[Dataset items]
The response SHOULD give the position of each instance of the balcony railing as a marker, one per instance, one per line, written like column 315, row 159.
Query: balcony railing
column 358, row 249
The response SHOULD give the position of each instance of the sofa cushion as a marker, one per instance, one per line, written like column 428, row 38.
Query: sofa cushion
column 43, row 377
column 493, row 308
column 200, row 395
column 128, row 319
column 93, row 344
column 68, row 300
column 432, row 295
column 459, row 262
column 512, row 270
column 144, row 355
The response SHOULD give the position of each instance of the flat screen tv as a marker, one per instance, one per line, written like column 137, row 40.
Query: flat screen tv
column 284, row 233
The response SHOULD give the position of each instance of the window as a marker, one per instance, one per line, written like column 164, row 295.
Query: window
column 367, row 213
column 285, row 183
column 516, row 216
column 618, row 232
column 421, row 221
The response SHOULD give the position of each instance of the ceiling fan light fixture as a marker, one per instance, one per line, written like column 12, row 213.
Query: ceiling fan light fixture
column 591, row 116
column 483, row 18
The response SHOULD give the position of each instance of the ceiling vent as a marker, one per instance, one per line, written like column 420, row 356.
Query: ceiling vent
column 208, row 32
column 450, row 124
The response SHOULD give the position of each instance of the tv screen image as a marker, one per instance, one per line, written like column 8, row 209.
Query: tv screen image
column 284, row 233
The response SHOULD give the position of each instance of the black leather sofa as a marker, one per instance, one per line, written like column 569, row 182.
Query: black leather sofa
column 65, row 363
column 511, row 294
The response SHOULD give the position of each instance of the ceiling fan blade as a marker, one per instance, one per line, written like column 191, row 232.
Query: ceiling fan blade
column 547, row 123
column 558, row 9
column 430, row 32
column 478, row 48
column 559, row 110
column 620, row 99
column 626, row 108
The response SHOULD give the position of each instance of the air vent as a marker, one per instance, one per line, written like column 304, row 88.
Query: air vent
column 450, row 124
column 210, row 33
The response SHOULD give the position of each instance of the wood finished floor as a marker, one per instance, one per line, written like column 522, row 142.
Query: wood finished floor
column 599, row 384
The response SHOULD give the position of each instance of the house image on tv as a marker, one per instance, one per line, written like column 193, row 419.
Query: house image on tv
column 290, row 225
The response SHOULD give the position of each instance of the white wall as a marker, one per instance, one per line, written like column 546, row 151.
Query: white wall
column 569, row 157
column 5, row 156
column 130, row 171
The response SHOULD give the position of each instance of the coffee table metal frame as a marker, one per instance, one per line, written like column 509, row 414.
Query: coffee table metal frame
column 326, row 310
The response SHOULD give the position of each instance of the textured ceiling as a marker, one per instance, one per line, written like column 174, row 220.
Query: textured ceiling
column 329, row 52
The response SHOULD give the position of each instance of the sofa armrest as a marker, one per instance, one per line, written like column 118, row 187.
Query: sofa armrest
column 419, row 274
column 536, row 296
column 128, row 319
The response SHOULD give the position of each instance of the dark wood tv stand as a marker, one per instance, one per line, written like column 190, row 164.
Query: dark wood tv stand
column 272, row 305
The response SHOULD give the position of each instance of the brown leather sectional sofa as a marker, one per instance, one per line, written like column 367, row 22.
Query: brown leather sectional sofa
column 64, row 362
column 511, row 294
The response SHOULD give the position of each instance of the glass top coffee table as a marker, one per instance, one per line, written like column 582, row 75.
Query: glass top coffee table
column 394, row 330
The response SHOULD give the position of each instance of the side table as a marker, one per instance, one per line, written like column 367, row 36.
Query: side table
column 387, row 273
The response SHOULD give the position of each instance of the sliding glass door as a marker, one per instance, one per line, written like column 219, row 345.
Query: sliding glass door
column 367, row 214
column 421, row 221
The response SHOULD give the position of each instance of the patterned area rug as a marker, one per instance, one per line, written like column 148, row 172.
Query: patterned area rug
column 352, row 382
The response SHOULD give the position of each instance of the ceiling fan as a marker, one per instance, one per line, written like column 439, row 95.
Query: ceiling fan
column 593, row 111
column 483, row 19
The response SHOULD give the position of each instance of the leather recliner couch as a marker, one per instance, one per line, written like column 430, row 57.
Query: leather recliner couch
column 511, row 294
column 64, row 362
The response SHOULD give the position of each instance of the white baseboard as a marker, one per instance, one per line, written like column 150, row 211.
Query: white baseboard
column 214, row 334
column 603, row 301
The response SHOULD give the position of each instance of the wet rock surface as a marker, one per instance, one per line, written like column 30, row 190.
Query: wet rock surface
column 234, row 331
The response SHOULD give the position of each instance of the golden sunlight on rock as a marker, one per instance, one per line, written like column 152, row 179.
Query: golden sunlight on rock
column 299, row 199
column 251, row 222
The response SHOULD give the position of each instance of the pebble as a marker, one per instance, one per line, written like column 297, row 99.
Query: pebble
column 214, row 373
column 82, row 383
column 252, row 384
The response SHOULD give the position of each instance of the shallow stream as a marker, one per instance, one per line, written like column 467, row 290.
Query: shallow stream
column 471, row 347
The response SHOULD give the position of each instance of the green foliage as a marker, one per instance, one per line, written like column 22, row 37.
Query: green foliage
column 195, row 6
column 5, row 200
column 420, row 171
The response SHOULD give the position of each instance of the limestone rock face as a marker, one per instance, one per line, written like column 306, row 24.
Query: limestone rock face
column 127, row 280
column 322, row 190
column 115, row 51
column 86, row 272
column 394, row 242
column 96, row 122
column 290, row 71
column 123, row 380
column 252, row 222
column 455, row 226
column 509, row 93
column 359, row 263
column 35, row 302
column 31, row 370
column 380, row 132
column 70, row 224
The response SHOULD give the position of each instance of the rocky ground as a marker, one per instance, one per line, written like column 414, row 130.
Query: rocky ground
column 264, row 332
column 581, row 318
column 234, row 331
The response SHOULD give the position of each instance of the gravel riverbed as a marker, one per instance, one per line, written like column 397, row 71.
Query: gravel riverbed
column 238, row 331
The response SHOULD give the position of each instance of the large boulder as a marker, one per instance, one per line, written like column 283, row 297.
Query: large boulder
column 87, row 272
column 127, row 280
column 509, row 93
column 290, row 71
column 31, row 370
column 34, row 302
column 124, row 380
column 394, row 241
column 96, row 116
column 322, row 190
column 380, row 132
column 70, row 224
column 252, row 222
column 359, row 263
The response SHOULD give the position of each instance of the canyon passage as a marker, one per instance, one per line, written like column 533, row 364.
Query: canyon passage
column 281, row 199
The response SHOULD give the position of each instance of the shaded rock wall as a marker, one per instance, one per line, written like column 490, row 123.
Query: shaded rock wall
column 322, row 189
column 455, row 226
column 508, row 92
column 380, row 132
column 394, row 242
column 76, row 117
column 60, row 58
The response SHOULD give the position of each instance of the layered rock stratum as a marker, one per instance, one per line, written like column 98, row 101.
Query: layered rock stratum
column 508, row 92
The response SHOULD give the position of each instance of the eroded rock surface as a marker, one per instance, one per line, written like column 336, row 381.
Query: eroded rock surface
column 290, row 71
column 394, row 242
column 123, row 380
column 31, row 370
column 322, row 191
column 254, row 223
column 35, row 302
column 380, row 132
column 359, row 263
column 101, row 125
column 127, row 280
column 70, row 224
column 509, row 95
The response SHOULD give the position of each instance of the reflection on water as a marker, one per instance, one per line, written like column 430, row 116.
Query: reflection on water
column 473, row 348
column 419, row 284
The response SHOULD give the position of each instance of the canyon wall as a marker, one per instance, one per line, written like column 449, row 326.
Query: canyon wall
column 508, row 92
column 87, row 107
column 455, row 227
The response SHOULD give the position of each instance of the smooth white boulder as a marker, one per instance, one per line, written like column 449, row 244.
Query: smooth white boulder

* _What the exercise asks_
Retype the records above in full, exactly.

* _Solution_
The response SHOULD give the position of each instance of the balcony railing as a marker, one per instance, one per line, written like column 315, row 159.
Query: balcony railing
column 358, row 249
The response SHOULD give the position of each instance of the sofa cushion as a marker, one per instance, one per line, written like column 428, row 38.
Query: sofa cushion
column 43, row 377
column 493, row 308
column 200, row 395
column 128, row 319
column 93, row 344
column 68, row 300
column 432, row 295
column 459, row 262
column 512, row 270
column 144, row 355
The response SHOULD give the position of each instance of the flat screen tv as a marker, one per instance, one per line, written like column 137, row 40.
Query: flat screen tv
column 284, row 233
The response SHOULD give the position of each instance of the window as a marker, one per instance, one per line, written like column 164, row 295.
Query: window
column 367, row 213
column 285, row 183
column 516, row 216
column 618, row 232
column 421, row 221
The response SHOULD give the position of each instance of the ceiling fan light fixture as a marker, one per instance, one per line, written like column 12, row 213.
Query: ceiling fan light fixture
column 591, row 116
column 483, row 18
The response SHOULD give the position of each instance of the ceiling vent as a marker, one per instance, one per line, written like column 420, row 356.
Query: ceiling vent
column 208, row 32
column 450, row 124
The response SHOULD give the position of each instance of the tv screen image as a marker, one per instance, one per line, written like column 8, row 209.
Query: tv screen image
column 284, row 233
The response SHOULD give the position of each instance of the black leather sofa as a marker, one per instance, one per line, written like column 569, row 182.
Query: black leather sofa
column 65, row 363
column 511, row 294
The response SHOULD give the position of each instance of the ceiling fan blade as a marker, one per instance, one per line, written like column 191, row 232.
Query: ceiling fan blade
column 547, row 123
column 558, row 9
column 430, row 32
column 478, row 48
column 559, row 110
column 620, row 99
column 626, row 108
The response SHOULD give the position of each instance of the air vent as a marker, one per instance, one per line, written like column 304, row 88.
Query: air vent
column 450, row 124
column 210, row 33
The response SHOULD give the position of each instance of the wood finished floor as a marker, one per instance, one per line, written like column 522, row 142.
Query: wood finished floor
column 599, row 384
The response SHOULD give the position of each instance of the house image on tv as a marker, one per instance, one per line, written like column 193, row 419.
Query: house image on tv
column 290, row 225
The response SHOULD give the position of each instance of the white wall as a marker, one per instance, one per line, written like column 546, row 151.
Query: white wall
column 569, row 157
column 5, row 156
column 130, row 171
The response SHOULD give the position of each instance of the coffee table metal frame as a marker, one per instance, one per line, written like column 509, row 414.
Query: coffee table metal frame
column 326, row 310
The response SHOULD give the position of each instance of the textured ceiling as a marker, one per instance, one per line, written like column 174, row 220.
Query: textured ceiling
column 329, row 52
The response SHOULD give the position of each instance of the sofa armrest as a marker, one per instance, one per line, written like column 118, row 187.
Query: sofa armrest
column 419, row 274
column 536, row 296
column 128, row 319
The response SHOULD give the position of each instance of the dark wood tv stand as a marker, one per instance, one per line, written like column 190, row 164.
Query: dark wood tv stand
column 272, row 305
The response SHOULD give the position of each instance of the brown leather sectional sofa as a marker, one per instance, one per line, written like column 367, row 22.
Query: brown leather sectional sofa
column 64, row 362
column 511, row 294
The response SHOULD give the position of each instance of the glass top coffee table as a marker, one per instance, one per line, written like column 582, row 75.
Query: glass top coffee table
column 394, row 330
The response SHOULD give the position of each instance of the side table as a marker, one per instance, one per line, written like column 367, row 36.
Query: side table
column 387, row 273
The response SHOULD give the position of each instance of the sliding glass door as a marker, one per instance, one per line, written like column 219, row 345.
Query: sliding glass door
column 367, row 214
column 421, row 221
The response SHOULD give the position of each instance of the patterned area rug as a marker, one per instance, one per line, written like column 148, row 172.
Query: patterned area rug
column 352, row 382
The response SHOULD give the position of each instance of the ceiling fan as a marker, one per instance, one per line, written like column 439, row 95.
Query: ceiling fan
column 593, row 111
column 483, row 19
The response SHOULD give the position of each instance of the leather recliner couch as a marker, one per instance, one per line, written like column 430, row 57.
Query: leather recliner couch
column 511, row 294
column 64, row 362
The response SHOULD give the position of each instance of the white baseboard as a marker, one per instance, one per line, written like column 150, row 211.
Query: white baseboard
column 214, row 334
column 603, row 301
The response SHOULD give the position of each instance of the wet rock surface as a marker, one per instance, one per line, written like column 30, row 190.
Query: wet rock surface
column 234, row 331
The response SHOULD give the position of each instance of the golden sunlight on rock as a marker, one per instance, one per line, written like column 152, row 179.
Query: golden sunlight on rock
column 299, row 199
column 251, row 222
The response SHOULD give the position of each instance of the pebble as a marker, one per instance, one per line, written like column 297, row 99.
Query: pebble
column 214, row 373
column 82, row 383
column 252, row 384
The response SHOULD give the position of each instance of the shallow stream as a marker, one per instance, one per line, written like column 467, row 290.
Query: shallow stream
column 471, row 347
The response SHOULD give the position of each instance of the green foliage as a marker, one per instance, one per line, written like column 22, row 37.
Query: green foliage
column 195, row 6
column 5, row 200
column 420, row 171
The response SHOULD give the position of each instance of the limestone rock face as a marker, one per instance, one per line, written like column 306, row 24.
Query: limestone rock face
column 127, row 280
column 322, row 190
column 115, row 51
column 86, row 272
column 394, row 242
column 96, row 122
column 290, row 71
column 123, row 380
column 252, row 222
column 455, row 226
column 509, row 93
column 359, row 263
column 35, row 302
column 31, row 370
column 380, row 132
column 70, row 224
The response SHOULD give the position of each instance of the rocky ground as a marker, one per instance, one per line, written like column 414, row 130.
Query: rocky ground
column 264, row 332
column 581, row 318
column 234, row 331
The response SHOULD give the position of each instance of the gravel riverbed as a marker, one per instance, one per line, written like column 397, row 71.
Query: gravel riverbed
column 238, row 331
The response SHOULD give the position of each instance of the large boulder as a marker, one per instance, one per line, written like column 283, row 297.
Query: large boulder
column 87, row 272
column 127, row 280
column 509, row 93
column 290, row 71
column 31, row 370
column 34, row 302
column 124, row 380
column 394, row 241
column 96, row 116
column 322, row 190
column 380, row 132
column 70, row 224
column 252, row 222
column 359, row 263
The response SHOULD give the position of each instance of the canyon passage as a marker, one per instance, one per line, written like column 533, row 364.
Query: canyon passage
column 281, row 199
The response SHOULD give the position of each instance of the shaded rock wall as a marker, one per instance, one per line, written like column 490, row 123.
Query: shaded rock wall
column 322, row 189
column 455, row 226
column 508, row 92
column 380, row 132
column 394, row 242
column 76, row 117
column 60, row 58
The response SHOULD give the position of each instance of the layered rock stratum as a marker, one per instance, one per line, written like column 98, row 101.
Query: layered rock stratum
column 508, row 92
The response SHOULD give the position of each instance of the eroded rock surface as a marker, one per instance, one per line, written like column 336, row 381.
Query: eroded rock surface
column 290, row 71
column 394, row 242
column 123, row 380
column 31, row 370
column 322, row 191
column 254, row 223
column 35, row 302
column 380, row 132
column 359, row 263
column 101, row 125
column 127, row 280
column 70, row 224
column 509, row 95
The response SHOULD give the position of each instance of the reflection on water as a marker, one per instance, one per line, written like column 430, row 116.
Query: reflection on water
column 473, row 348
column 419, row 284
The response SHOULD give the position of each instance of the canyon wall as a marker, one per instance, one per line, written like column 449, row 326.
Query: canyon wall
column 508, row 92
column 87, row 107
column 455, row 227
The response SHOULD give the position of each instance of the smooth white boulder as a marker, one per instance, one per line, written like column 449, row 244.
Query: smooth white boulder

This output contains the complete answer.